From the line with "of the clasped" through the final line, please write out the listing exactly, including both of those lines.

※

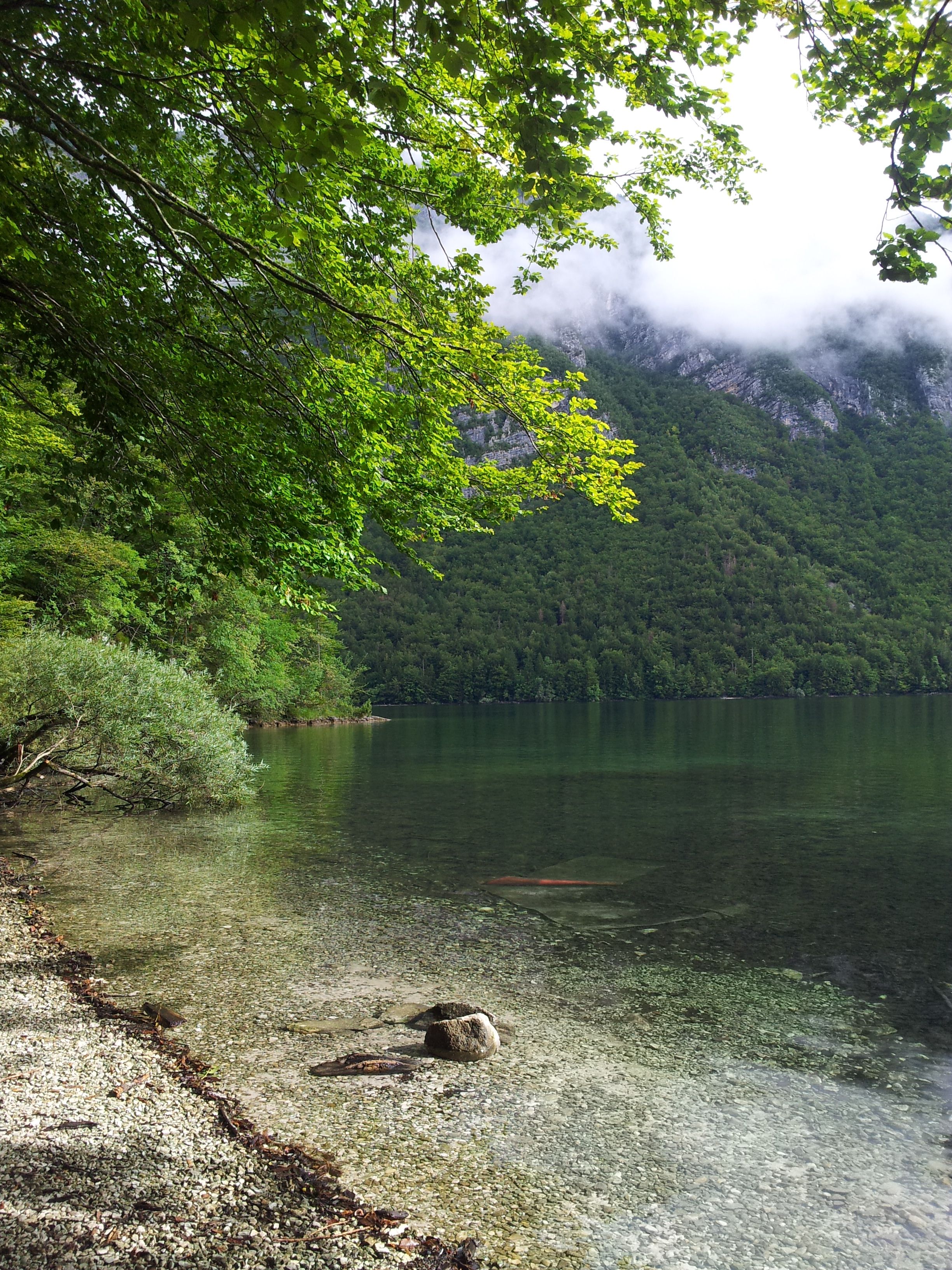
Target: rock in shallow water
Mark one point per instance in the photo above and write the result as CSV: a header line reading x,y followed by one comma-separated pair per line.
x,y
464,1040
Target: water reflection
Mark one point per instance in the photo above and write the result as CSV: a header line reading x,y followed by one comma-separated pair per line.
x,y
701,1095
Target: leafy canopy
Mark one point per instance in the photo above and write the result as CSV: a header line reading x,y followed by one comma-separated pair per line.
x,y
211,219
886,69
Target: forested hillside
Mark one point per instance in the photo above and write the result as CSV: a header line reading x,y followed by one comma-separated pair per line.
x,y
761,564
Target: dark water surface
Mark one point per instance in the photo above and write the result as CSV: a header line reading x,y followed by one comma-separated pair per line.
x,y
737,1057
832,818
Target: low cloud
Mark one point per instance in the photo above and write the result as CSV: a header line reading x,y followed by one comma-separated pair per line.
x,y
772,274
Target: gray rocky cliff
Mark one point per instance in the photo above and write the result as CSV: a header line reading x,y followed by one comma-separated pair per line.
x,y
807,389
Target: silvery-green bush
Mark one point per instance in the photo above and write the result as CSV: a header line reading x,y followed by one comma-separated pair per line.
x,y
79,717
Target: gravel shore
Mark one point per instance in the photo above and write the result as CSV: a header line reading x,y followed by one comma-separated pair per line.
x,y
115,1150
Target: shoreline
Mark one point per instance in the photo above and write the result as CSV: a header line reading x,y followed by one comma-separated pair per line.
x,y
331,722
120,1150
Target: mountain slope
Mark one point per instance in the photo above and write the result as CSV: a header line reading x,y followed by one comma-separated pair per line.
x,y
767,561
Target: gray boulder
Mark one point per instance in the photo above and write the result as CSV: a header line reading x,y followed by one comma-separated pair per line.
x,y
467,1039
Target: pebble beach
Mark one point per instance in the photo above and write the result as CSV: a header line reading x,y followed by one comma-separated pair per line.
x,y
112,1151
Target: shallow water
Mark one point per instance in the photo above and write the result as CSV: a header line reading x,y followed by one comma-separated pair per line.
x,y
735,1057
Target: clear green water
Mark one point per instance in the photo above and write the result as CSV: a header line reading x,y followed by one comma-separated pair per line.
x,y
672,1096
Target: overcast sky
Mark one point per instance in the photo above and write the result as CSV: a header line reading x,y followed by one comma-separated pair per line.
x,y
765,274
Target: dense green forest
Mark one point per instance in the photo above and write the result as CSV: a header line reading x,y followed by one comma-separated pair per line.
x,y
126,561
761,566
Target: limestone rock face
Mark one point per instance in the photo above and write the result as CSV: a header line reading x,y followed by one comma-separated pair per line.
x,y
464,1040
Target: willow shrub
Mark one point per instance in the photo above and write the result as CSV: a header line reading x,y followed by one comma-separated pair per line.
x,y
79,717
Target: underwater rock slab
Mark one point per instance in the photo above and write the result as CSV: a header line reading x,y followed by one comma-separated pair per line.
x,y
572,906
577,907
598,869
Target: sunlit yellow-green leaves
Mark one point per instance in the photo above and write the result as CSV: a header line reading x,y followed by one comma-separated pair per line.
x,y
222,224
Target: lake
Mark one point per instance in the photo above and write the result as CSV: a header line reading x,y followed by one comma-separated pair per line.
x,y
734,1056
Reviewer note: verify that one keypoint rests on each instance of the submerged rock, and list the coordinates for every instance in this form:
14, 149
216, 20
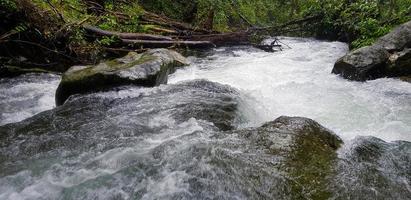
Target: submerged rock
389, 57
87, 121
147, 69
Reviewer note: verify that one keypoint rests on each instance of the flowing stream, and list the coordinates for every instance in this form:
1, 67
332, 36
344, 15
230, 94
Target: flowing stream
175, 141
24, 96
298, 82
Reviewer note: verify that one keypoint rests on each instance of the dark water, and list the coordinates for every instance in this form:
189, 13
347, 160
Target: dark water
187, 140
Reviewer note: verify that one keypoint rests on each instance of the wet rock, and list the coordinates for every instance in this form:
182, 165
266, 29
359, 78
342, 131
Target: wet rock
390, 56
148, 69
89, 121
363, 64
398, 39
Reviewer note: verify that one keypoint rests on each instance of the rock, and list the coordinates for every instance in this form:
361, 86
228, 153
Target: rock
89, 120
400, 63
398, 39
300, 149
147, 69
390, 56
363, 64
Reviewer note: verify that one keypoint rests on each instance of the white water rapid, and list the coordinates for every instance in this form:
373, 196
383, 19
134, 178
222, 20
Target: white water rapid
24, 96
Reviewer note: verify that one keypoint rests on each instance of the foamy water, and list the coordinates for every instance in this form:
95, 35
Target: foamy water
24, 96
298, 82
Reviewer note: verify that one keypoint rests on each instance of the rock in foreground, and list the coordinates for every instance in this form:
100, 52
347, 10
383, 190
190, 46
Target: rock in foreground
147, 69
389, 57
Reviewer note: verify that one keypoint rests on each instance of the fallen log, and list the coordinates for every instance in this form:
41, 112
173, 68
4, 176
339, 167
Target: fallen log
166, 44
222, 39
139, 36
164, 21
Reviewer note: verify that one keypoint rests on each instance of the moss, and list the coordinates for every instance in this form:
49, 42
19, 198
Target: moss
108, 66
310, 164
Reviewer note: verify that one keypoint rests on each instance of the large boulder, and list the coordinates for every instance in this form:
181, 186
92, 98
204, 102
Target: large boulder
398, 39
389, 57
147, 69
400, 63
363, 64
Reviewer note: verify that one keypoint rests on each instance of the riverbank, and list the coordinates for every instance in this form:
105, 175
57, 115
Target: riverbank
224, 133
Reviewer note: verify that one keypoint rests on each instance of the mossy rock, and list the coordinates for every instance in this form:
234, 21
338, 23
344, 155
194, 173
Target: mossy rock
148, 69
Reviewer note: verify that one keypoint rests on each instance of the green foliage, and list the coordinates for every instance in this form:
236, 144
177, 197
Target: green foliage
8, 5
108, 41
359, 22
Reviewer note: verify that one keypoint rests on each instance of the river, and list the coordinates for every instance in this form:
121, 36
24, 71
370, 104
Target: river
174, 141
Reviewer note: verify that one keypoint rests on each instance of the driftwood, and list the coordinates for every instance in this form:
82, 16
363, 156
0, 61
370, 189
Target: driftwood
166, 44
236, 38
164, 21
140, 36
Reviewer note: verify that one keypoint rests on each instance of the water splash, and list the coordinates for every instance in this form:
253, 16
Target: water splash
298, 82
24, 96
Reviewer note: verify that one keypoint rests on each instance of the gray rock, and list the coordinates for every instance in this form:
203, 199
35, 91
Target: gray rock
147, 69
390, 56
400, 63
398, 39
363, 64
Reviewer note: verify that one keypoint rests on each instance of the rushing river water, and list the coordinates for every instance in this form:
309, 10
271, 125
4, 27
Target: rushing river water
25, 96
176, 141
298, 82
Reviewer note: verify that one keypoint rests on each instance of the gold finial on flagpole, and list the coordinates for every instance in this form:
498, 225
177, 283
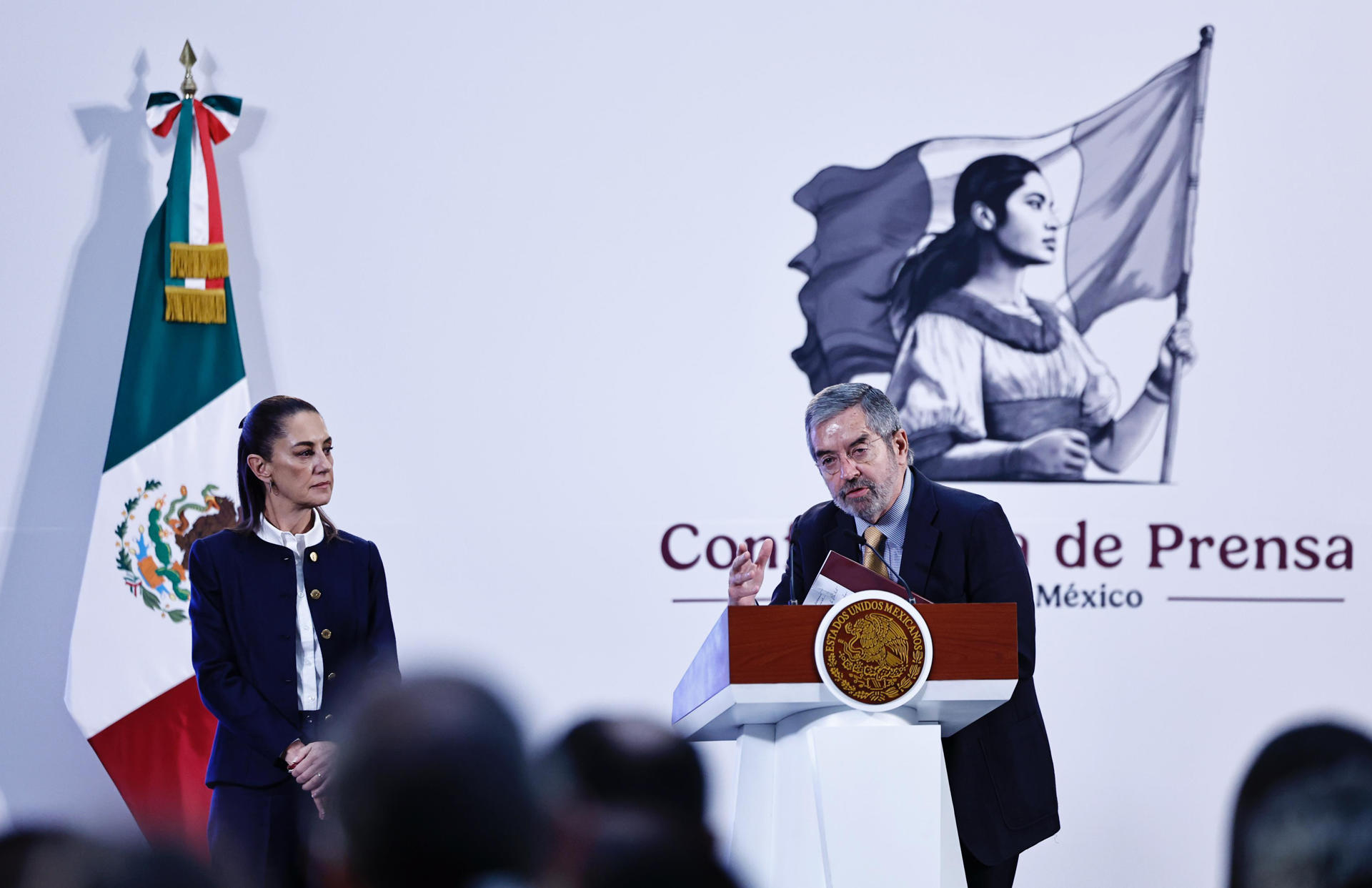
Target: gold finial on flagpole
189, 83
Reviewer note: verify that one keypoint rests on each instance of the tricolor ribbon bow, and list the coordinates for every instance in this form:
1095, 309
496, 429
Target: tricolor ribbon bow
195, 260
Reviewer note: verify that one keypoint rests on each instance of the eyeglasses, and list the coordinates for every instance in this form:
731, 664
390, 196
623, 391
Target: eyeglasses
858, 455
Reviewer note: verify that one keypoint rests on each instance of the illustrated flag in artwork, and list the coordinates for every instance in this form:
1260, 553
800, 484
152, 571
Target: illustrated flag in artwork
1121, 182
169, 479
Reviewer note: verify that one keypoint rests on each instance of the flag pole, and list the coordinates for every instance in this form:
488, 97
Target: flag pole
1184, 282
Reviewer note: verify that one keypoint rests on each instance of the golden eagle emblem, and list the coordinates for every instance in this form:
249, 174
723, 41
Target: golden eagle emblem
873, 649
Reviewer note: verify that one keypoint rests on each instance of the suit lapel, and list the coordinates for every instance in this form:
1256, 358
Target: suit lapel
921, 536
841, 538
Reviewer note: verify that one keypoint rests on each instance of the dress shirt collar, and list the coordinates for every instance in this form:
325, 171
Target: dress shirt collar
274, 534
892, 525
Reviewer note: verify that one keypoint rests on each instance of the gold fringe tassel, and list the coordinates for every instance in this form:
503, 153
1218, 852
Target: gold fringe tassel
195, 307
194, 260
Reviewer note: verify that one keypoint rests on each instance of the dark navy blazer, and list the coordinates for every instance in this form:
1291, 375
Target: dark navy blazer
960, 548
243, 641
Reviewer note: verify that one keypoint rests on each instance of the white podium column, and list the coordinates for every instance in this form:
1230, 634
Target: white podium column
837, 798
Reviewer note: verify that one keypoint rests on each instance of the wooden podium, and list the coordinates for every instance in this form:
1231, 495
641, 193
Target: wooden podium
830, 796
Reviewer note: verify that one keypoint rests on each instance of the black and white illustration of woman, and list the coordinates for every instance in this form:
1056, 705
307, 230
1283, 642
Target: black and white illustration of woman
995, 385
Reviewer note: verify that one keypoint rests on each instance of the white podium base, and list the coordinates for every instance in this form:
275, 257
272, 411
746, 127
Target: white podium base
837, 798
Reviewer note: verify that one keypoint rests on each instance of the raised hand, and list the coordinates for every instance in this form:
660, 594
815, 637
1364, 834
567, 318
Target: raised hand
1178, 350
1055, 453
745, 576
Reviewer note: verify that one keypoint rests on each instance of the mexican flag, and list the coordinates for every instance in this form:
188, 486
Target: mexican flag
169, 479
1121, 182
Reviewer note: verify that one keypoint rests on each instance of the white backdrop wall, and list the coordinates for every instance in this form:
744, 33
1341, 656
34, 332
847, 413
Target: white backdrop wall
530, 261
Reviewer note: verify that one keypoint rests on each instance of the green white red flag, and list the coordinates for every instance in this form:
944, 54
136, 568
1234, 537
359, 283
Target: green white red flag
169, 479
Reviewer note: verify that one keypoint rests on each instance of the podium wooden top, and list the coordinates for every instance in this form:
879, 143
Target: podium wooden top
775, 646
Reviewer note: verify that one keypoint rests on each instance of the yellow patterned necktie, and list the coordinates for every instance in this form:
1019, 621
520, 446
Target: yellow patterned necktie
875, 544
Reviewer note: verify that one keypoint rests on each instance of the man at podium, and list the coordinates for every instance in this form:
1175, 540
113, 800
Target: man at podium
950, 546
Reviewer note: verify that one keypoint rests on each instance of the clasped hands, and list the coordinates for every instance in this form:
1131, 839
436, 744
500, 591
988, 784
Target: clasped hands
312, 765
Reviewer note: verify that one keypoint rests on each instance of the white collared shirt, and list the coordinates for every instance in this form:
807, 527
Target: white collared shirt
309, 659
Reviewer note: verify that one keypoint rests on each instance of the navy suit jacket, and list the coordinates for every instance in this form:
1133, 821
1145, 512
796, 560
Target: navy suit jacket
243, 641
960, 548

※

SOLUTION FOR THIS TASK>
Reviewer note: verify that one keypoint rests on each instance of the clasped hands, and list the coordinates for every instance in this form:
1131, 839
436, 744
500, 591
988, 784
Target: clasped hands
312, 765
Reviewer note: verify that one keypoint rests on each instance of the white collared shirt, and list the coordinates for every instance in this form:
807, 527
Target: white collared shirt
309, 659
Reviewer note: verify that one keypoint rests on each instance of the navy suit jacket, and list the coordinates for every instance in this form:
1133, 821
1145, 512
796, 560
Target: navy suit jacket
243, 641
960, 548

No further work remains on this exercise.